··· Data for processing ···
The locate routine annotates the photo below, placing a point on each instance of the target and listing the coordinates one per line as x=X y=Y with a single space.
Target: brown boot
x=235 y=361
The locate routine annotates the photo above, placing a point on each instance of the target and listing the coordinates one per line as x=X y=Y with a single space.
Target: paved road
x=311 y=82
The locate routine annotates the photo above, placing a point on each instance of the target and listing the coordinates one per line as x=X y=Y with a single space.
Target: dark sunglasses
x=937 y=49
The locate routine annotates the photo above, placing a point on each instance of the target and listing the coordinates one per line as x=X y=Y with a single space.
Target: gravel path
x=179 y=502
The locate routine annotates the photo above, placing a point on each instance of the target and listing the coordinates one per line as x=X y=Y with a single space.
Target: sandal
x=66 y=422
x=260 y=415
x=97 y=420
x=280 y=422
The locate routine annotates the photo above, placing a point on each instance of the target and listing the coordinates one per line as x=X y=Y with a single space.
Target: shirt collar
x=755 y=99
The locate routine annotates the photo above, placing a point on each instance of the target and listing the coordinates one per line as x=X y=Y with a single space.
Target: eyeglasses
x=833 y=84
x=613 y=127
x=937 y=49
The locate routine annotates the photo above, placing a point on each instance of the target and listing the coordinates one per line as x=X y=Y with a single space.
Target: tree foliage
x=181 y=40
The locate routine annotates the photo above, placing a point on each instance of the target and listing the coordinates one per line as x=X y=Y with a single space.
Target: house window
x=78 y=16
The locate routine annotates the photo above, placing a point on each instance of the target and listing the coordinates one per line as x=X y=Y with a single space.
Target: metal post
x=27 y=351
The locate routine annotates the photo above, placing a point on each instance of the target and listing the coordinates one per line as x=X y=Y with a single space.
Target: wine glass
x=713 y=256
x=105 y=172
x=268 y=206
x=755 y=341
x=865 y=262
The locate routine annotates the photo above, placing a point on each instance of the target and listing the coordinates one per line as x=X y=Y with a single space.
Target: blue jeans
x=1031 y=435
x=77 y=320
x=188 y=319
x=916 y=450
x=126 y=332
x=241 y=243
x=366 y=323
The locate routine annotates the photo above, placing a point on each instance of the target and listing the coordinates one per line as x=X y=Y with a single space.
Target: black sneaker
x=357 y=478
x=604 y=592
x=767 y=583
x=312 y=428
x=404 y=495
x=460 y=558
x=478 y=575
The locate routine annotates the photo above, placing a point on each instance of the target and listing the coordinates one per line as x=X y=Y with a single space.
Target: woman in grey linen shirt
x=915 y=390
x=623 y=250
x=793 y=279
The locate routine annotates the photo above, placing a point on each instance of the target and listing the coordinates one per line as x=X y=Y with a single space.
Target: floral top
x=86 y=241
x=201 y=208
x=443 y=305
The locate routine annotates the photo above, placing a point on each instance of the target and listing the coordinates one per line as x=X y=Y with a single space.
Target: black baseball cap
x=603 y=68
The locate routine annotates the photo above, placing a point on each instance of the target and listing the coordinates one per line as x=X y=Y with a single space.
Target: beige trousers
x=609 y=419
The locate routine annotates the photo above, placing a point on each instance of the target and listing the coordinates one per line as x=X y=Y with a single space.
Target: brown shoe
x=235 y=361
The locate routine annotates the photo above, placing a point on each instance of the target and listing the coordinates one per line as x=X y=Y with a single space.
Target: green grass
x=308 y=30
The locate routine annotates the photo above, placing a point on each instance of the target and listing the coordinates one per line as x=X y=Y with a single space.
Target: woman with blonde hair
···
**Instruction:** The whole listing above needs to be written out again exactly.

**Reply:**
The locate routine annotates the photo below, placing a point on each instance of the target and listing the coordinates one per line as x=X y=Y with a single space.
Target: brown boot
x=235 y=361
The locate routine annotates the photo above, placing a point on each instance of the target and listing the coordinates one per line as x=X y=Y with a single space.
Target: paved road
x=311 y=82
The locate routine annotates the photo above, placing a point on each instance of the target and listing the coordinates one per line as x=X y=Y with a single space.
Target: dark sunglasses
x=937 y=49
The locate routine annotates the photo above, placing a point on each instance of the target and listing the coordinates one per line as x=X y=Y with a single space.
Target: gravel path
x=179 y=502
The locate routine annotates the photo above, placing a point on each instance of the target and listing the coordinates one per line as x=X y=Y with a single space.
Target: sandal
x=66 y=422
x=260 y=415
x=97 y=420
x=280 y=422
The locate routine annotates the photo above, placing a point on each instance of the target and listing the coordinates one per line as x=X y=Y with a single space.
Target: shirt collar
x=755 y=99
The locate routine annotates the photo above, placing a point on each instance of the target and listing the coordinates one per line as x=X y=Y with a single space.
Target: eyeglasses
x=833 y=84
x=613 y=127
x=937 y=49
The locate routine annotates the photo above, placing a point on each instance of the target and listing the coordinates one per line as x=X y=Y with a single space.
Target: tree foliage
x=181 y=40
The locate routine annotates the photo above, placing a point on each instance of the target and listing the coordinates one per line as x=X y=Y with a single space.
Target: house window
x=78 y=16
The locate routine annotates the photo above, placing a point on each instance of the target and listing the coordinates one per line as x=X y=Y with a single space.
Target: metal post
x=27 y=351
The locate routine annotates the photo above, placing a point on each instance of the target and listing the coordinates one per line as x=X y=Y with a single space.
Target: wine glass
x=713 y=256
x=105 y=172
x=268 y=206
x=755 y=341
x=865 y=262
The locate routine annotates the photo above, placing a point on each instance of the target and listing the coordinates one per line as x=X y=Y with a single space.
Target: blue jeans
x=1031 y=435
x=77 y=320
x=188 y=319
x=916 y=450
x=126 y=332
x=241 y=243
x=366 y=323
The locate routine annotates the photo above, placing a point on each instance of the target and listing the coordinates one per line as x=X y=Y with a single space.
Target: black sneaker
x=357 y=478
x=604 y=592
x=767 y=583
x=312 y=428
x=404 y=495
x=460 y=558
x=478 y=575
The locate routine annotates the photo above, placing a point on each instance of the target and listing the coordinates one per line as x=X y=Y with a single space.
Target: woman in grey linen shirt
x=915 y=390
x=623 y=250
x=793 y=279
The locate routine annotates the photo above, placing a point on each instance of the target and listing the coordinates one per line as x=X y=Y with a single space.
Target: floral top
x=86 y=241
x=201 y=208
x=443 y=305
The locate routine annotates the photo above, placing a point on each instance of the target and listing the coordinates one per line as x=X y=Y with a single space.
Target: black baseball cap
x=603 y=68
The locate routine annotates the photo above, placing a point on each instance of the target and listing the coordinates one per line as x=X y=Y with a single space.
Target: beige trousers
x=609 y=419
The locate routine annotates the photo above, placing a point on each instance of the target and listing the coordinates one per line as x=X y=Y with a single space.
Target: brown shoe
x=235 y=361
The locate routine annotates the photo above, placing a point on each instance of the target and listing the coordinates one per line as x=X y=Y with a single space.
Target: green grass
x=308 y=30
The locate routine annotates the photo above, placing a point on each instance of the target and listing the coordinates one per line as x=X y=Y with a single space.
Target: woman with blonde hair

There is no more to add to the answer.